* _INSTRUCTIONS TO FOLLOW_: If a line in the records below holds the word "fence", copy it.

[EXTRACTED ENTRIES]

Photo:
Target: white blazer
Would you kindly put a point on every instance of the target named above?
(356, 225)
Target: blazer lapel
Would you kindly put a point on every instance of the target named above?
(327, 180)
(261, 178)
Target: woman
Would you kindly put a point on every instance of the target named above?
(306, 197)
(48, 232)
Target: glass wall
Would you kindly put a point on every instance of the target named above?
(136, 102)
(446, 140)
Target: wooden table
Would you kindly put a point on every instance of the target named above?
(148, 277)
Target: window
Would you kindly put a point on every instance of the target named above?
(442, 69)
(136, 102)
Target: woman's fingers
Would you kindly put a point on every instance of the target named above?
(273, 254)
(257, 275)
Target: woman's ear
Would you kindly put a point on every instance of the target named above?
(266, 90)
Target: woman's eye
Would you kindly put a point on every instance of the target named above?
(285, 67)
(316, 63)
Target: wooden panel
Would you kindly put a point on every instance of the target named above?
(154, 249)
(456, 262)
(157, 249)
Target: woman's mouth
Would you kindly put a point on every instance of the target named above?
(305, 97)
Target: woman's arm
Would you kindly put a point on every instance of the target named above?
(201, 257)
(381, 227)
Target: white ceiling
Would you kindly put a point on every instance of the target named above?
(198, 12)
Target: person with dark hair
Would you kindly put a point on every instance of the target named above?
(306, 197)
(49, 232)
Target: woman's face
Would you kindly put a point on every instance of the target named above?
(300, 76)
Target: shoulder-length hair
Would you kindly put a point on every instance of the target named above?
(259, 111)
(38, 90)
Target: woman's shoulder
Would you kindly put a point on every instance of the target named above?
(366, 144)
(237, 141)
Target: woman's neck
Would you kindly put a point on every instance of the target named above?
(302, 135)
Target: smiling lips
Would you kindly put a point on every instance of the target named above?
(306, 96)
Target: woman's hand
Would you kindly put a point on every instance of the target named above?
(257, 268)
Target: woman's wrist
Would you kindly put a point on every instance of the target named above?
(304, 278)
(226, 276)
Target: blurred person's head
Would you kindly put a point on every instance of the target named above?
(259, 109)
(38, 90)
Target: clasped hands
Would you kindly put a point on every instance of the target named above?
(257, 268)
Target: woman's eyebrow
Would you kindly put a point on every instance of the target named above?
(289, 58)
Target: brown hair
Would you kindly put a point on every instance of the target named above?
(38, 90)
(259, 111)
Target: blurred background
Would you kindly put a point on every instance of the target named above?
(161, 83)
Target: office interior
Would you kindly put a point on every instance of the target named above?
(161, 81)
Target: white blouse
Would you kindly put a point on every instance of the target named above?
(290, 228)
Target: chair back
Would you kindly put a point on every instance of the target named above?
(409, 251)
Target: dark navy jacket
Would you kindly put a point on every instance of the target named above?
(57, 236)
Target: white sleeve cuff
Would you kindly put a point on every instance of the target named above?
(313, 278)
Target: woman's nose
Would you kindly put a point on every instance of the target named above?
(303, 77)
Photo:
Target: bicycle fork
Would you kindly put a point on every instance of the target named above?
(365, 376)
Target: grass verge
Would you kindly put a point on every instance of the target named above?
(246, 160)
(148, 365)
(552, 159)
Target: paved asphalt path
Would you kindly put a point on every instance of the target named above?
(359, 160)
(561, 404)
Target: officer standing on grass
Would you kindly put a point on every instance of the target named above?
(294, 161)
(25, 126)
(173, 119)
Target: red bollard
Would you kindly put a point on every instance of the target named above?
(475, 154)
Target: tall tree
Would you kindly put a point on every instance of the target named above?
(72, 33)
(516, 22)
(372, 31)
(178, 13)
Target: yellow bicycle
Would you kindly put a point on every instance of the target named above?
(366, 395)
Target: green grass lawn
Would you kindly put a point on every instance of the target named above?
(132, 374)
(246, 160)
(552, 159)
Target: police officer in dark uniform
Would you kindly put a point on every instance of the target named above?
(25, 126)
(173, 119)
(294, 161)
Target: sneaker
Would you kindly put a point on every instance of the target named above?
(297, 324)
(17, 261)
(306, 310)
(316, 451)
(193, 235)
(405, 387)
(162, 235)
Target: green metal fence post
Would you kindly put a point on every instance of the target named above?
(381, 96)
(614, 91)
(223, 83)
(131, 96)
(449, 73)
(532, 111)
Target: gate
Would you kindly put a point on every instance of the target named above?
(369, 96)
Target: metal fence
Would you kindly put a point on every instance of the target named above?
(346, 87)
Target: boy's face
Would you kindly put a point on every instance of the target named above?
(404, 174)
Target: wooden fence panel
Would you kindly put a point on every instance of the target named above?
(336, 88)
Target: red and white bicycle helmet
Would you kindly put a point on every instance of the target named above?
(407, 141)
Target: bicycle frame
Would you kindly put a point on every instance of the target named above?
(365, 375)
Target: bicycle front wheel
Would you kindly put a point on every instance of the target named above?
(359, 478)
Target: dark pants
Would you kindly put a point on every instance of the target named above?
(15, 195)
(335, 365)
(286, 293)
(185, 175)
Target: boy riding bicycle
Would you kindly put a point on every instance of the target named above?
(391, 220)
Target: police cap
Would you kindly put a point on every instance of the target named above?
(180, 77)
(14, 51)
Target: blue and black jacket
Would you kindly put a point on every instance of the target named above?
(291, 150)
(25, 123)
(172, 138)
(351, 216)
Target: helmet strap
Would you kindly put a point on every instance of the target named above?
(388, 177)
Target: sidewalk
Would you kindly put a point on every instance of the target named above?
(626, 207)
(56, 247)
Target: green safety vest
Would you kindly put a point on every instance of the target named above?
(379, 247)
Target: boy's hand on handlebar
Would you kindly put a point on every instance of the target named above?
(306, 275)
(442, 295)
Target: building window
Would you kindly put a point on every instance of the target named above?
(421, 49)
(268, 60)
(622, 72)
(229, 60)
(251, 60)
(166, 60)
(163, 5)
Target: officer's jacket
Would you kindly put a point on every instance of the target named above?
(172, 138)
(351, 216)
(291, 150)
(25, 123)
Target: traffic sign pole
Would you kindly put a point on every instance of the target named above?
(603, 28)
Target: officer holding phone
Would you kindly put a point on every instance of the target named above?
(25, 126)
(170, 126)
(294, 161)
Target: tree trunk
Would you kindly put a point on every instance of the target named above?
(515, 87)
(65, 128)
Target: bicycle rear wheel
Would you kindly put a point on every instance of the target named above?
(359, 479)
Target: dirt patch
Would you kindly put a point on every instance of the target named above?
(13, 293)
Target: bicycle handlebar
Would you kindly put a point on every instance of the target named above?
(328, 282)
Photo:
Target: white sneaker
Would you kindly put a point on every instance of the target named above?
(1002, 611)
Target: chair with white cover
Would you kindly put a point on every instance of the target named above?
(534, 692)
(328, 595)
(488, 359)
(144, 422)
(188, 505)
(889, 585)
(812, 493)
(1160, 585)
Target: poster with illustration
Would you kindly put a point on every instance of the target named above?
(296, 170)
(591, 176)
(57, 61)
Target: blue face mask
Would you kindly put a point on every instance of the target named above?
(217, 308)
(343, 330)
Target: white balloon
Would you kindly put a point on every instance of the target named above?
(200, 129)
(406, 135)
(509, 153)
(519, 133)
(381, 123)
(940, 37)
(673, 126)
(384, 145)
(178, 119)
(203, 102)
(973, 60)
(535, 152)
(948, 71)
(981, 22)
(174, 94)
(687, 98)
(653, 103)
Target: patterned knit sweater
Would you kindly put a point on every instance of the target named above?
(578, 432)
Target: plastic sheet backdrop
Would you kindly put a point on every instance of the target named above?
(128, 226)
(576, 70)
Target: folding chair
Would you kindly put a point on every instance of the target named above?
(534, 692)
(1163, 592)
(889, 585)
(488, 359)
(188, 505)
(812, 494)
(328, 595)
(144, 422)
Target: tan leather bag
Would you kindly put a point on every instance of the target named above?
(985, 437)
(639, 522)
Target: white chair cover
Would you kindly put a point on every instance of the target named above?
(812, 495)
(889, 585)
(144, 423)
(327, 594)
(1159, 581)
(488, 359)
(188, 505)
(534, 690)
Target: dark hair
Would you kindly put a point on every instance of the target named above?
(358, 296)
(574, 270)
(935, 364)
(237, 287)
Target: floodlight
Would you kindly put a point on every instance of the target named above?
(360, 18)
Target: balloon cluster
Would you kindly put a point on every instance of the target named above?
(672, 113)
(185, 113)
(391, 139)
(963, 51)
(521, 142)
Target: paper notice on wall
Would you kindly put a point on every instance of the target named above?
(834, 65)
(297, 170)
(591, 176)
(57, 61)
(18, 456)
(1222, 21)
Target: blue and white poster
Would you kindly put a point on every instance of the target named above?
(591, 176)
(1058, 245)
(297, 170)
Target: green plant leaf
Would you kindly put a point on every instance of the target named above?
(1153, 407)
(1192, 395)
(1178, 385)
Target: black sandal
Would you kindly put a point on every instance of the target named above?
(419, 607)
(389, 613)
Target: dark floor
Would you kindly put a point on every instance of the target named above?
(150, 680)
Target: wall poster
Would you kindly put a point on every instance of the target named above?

[/EXTRACTED ENTRIES]

* _TASK RESULT_:
Target: green metal fence post
Target: metal fence
Target: wooden fence panel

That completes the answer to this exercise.